===== Passage provided

Thread (37 messages) 37 messages, 12 authors, 2011-12-06

[PATCH] ata: Don't use NO_IRQ in pata_of_platform driver

From: Uwe Kleine-König <hidden>
Date: 2011-12-06 21:00:49
Also in: linux-devicetree, linux-ide, linux-next, lkml

Hello Linus,

On Tue, Dec 06, 2011 at 11:20:49AM -0800, Linus Torvalds wrote:
On Tue, Dec 6, 2011 at 2:46 AM, Russell King - ARM Linux
[off-list ref] wrote:
quoted
But.. let's make one thing clear: Alan Cox and Linus have been going on
about how IRQ0 should not be used. ?Let's be crystal clear: even x86
uses IRQ0.
Not for any device driver, though.

It's used entirely internally, and it doesn't even use
"request_irq()". It uses the magic internal "setup_irq()" and never
*ever* exposes irq0 as anything that a driver can see.

That's what matters. You can use irq0 in ARM land all you like, AS
LONG AS IT'S SOME HIDDEN INTERNAL USE. No drivers. No *nothing* that
ever uses that absolutely *idiotic* NO_IRQ crap.

In fact, you may be *forced* to use what is "physically" irq0 - it's
just that you should never expose it as such to drivers. And x86
doesn't.

So Russell, if you think this has anything to do with NO_IRQ, and how
x86 isn't doing things right, you're wrong. It's just like the
internal exception thing, or the magical "cascade interrupt", or the
"x87 exception mapped through the PIC". They are magic hidden
interrupts that are set up in one place (well, one place *each*), and
are never exposed anywhere else.

==========
===== Data lines

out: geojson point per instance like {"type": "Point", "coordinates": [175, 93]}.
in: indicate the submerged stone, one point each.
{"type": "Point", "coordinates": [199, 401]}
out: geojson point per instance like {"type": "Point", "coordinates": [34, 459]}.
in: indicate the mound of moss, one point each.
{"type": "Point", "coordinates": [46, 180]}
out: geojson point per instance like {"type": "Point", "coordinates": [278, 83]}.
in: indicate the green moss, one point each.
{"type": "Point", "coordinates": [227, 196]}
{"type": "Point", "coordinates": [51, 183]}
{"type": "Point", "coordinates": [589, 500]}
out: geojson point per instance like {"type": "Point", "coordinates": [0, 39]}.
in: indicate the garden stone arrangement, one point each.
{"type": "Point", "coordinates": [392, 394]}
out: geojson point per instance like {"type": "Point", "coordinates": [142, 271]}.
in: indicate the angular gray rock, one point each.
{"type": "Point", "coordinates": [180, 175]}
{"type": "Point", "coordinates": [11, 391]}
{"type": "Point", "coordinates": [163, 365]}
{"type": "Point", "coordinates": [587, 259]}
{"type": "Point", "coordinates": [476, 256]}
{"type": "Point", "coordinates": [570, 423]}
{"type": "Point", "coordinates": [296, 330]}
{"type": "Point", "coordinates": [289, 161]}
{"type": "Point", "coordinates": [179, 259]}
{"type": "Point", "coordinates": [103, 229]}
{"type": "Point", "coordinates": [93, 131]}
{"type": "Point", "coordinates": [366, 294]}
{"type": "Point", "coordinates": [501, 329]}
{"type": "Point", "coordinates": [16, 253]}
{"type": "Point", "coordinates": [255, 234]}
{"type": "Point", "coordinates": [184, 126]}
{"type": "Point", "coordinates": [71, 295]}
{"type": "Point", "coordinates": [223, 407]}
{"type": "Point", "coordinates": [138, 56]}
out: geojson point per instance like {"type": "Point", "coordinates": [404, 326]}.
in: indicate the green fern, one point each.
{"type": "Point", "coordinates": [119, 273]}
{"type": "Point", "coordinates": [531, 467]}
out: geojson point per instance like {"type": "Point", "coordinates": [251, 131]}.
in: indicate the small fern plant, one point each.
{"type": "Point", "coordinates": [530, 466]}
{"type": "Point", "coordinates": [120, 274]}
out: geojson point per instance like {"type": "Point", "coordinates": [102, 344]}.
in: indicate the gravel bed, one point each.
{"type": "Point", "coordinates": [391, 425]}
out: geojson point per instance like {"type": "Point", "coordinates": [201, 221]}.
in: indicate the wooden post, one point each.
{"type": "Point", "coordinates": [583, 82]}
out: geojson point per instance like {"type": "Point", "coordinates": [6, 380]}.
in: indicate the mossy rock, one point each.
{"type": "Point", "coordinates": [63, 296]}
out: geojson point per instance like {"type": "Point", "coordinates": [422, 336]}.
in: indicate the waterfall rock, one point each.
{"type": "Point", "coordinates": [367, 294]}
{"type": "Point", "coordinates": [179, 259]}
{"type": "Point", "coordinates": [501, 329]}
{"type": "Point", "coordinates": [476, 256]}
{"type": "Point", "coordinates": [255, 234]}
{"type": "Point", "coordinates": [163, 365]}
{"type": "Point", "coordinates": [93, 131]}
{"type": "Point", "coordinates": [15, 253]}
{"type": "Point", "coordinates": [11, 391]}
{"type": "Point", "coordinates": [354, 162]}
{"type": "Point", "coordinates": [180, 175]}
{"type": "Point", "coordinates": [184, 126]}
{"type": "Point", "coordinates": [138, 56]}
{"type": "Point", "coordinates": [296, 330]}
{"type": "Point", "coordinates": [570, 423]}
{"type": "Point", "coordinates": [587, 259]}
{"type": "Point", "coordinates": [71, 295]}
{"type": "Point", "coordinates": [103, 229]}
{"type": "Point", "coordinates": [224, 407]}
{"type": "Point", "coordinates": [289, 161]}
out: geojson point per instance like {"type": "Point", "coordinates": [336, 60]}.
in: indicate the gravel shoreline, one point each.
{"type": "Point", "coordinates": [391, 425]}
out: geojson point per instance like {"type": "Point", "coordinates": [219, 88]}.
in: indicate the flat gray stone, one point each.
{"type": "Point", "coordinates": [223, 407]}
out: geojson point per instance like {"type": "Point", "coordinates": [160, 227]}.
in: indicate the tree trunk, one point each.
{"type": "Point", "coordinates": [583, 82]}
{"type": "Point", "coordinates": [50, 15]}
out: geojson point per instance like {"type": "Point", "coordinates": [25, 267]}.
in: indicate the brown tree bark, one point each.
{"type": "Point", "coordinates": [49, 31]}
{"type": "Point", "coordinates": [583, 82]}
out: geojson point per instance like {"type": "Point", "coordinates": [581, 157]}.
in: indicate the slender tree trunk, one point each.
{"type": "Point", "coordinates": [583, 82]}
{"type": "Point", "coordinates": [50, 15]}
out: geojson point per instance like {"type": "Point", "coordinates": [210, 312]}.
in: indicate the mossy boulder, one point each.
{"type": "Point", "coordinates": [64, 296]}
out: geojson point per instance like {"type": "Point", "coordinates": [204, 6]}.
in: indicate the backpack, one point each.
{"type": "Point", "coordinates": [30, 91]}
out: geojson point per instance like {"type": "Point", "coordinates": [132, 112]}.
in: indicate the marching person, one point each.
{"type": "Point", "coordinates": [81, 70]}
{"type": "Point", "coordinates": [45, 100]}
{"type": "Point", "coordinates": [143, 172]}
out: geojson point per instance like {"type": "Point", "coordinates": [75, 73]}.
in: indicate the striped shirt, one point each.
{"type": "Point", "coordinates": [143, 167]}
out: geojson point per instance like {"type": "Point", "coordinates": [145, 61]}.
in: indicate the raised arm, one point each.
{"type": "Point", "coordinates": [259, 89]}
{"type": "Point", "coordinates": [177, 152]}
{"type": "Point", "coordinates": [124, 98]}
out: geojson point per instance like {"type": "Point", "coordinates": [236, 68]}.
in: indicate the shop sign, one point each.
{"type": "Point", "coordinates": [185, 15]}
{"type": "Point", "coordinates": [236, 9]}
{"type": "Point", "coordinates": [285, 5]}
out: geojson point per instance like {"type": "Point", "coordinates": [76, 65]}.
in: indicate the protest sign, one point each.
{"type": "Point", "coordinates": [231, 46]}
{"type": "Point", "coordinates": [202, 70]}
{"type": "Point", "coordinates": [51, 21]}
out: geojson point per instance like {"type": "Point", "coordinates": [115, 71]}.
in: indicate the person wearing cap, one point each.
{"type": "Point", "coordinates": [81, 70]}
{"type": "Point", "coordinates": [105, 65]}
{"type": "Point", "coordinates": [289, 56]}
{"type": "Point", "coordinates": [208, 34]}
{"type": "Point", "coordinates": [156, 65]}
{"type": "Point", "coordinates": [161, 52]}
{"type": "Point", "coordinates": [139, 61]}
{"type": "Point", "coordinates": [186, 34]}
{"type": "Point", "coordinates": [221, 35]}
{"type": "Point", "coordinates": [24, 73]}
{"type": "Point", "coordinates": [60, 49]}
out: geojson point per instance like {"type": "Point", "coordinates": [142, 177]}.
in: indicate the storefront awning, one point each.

==========

__Problems and tasks__
1. Extract the part of the mailing list message starting at "It's used entirely" and ending at "absolutely *idiotic* NO_IRQ crap.".
2. Pull out each line of the records containing the word "trunk".
The mailing list message and the records have no connection to each other.

__Expected responses__
1.
It's used entirely internally, and it doesn't even use
"request_irq()". It uses the magic internal "setup_irq()" and never
*ever* exposes irq0 as anything that a driver can see.

That's what matters. You can use irq0 in ARM land all you like, AS
LONG AS IT'S SOME HIDDEN INTERNAL USE. No drivers. No *nothing* that
ever uses that absolutely *idiotic* NO_IRQ crap.

2.
in: indicate the tree trunk, one point each.
in: indicate the slender tree trunk, one point each.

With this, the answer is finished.